» **Given text**:
•••

Nigeria’s petroleum product marketers, under the aegis of Major Marketers Association of Nigeria (MOMAN), have outlined a comprehensive agenda to take the nation out of the gasoline subsidy regime, which cost around $2Billion to service in the last one year.
The roadmap contains five clear messages, starting with the government divesting the power to increase or decrease petroleum prices, and including calls for annulling the Price Equalization Fund (PEF), discontinuation of Direct sales and Direct Purchase (DSDP) programme, amending the law setting up the Petroleum Products Pricing Regulatory Agency (PPPRA) and inaugurating an open access to foreign exchange to all petroleum product importers.
This radical blueprint of reforms, from one of the several stakeholders in Nigeria’s downstream sector, is contained in a statement by Tunji Oyebanji, Chairman of MOMAN.
In it, the association requests:
- A fundamental and radical change in legislation is necessary. The clear and obvious risk is that the country has never been able to increase pump prices under the PPPRA Act, leading to high and unsustainable subsidies and depriving other key sectors of the economy of necessary funds.
- Purchase costs and open market sales prices for petroleum products should not be fixed but monitored against anticompetitive and antitrust abuses by the already established competition commission and subject to its clearly stated rules and regulations.
- A level playing field. Everybody should have access to foreign exchange at competitive rates to be able to import and sell petrol at a pump price taking its landing and distribution costs into consideration.
- Discontinuation of the Direct sales and Direct Purchase (DSDP) programme. All foreign exchange proceeds from all sales of crude be paid into the same pool from which all importers can access foreign exchange at the same rate.”
- The Price Equalization Fund mechanism should be discontinued and its law repealed as the cost of administration of equalization has become too high and the unequal application of payments by marketers distorts the market and creates market inequities and unfair competition. Internal equalization has been the practice with diesel distribution and sales since 2010 when diesel was fully deregulated.

•••

» **Exercises**:
**1.** For each statement, say whether the text on MOMAN's subsidy roadmap supports it (yes or no), and quote the words that decide it: (a) The gasoline subsidy cost around $2 billion to service in the last year. (b) Diesel was fully deregulated in 2015. (c) The reform agenda appears in a statement by the chairman of MOMAN.
**2.** Reproduce the text on MOMAN's subsidy roadmap word for word from "Nigeria’s petroleum product" to "last one year.".
**3.** Write what comes next in the text on MOMAN's subsidy roadmap, starting after its final sentence.
The listing that follows has no connection to the text on MOMAN's subsidy roadmap.

» **Given data**:
•••

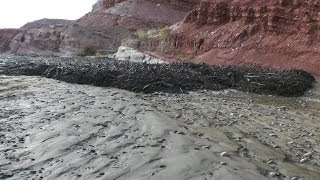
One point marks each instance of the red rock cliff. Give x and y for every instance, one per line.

•••

» **Outputs for the tasks**:
**1.**
(a) Yes: "which cost around $2Billion to service in the last one year"
(b) No: "since 2010 when diesel was fully deregulated"
(c) Yes: "is contained in a statement by Tunji Oyebanji, Chairman of MOMAN"

**2.**
Nigeria’s petroleum product marketers, under the aegis of Major Marketers Association of Nigeria (MOMAN), have outlined a comprehensive agenda to take the nation out of the gasoline subsidy regime, which cost around $2Billion to service in the last one year.

**3.**
- The pricing system should allow internal equalisation by marketers which would be both competitive and equitable.
- Fuel import should enjoy priority access in allocation of foreign exchange, again through a transparent auditable and audited process of open bidding. Conditions for accessing foreign exchange should be streamlined and specific delays before access imposed unilaterally on the downstream oil industry should be discontinued as being inequitable.”
MOMAN said it was stating its position, in the context of the announcement by Timipre Sylva, Minister of State for Petroleum Resources, that the government would implement a policy of “price modulation”, which means, in MOMAN’s view, that the state will give effect to existing legislation enabling it to set prices in line with market realities through the Petroleum Products Pricing Regulatory Agency (PPPRA) as provided in its Act.
“The clear and obvious risk is that the country has never been able to increase pump prices under this law, leading to high and unsustainable subsidies and depriving other key sectors of the economy of necessary funds”, MOMAN stated.
MOMAN admits that “there is no country or economy where governments do not have the power to influence prices”, however, “Governments use economic tools such as taxes or interventions on the demand side or the supply side of the market and other administrative interventions to influence prices where it needs to”.
“The problem here is that government has retained for itself by law the power and the responsibility to fix pump prices of PMS which is what puts it under so much pressure and costs the country so much in terms of under-recoveries or subsidies when it cannot increase prices when necessary to do so.
”It makes sense to relieve itself of this obligation now when crude prices are low and resort to influencing prices using the same tools it does for any other commodity or item on the market”.
“Our current situation, laid bare by the challenges of Coronavirus to the health of our citizens in particular and and economy of our country in general, demands that we are honest with ourselves at this time. A fundamental and radical change in legislation is necessary.
“When crude oil prices go up, government has always been unable to increase pump prices for socio-political reasons leading to these high subsidies and we believe the only solution is to remove the power of the government to determine fuel pump prices altogether by law.”
MOMAN recommends a legal and operational framework comprising of a downstream Industry operations regulator, the Federal Competition and Consumer Protection Commission (FCCPC) or Competition Commission (for pricing issues) and the interplay between demand and supply which will ensure a level playing field, protect the Nigerian Consumer and curb any market abuse or attempts to deliberately cause inequities in the system by any stakeholder.
“In line with change management principles, consultation and engagement with market players should clearly spell out the path and final destination which is full price deregulation”.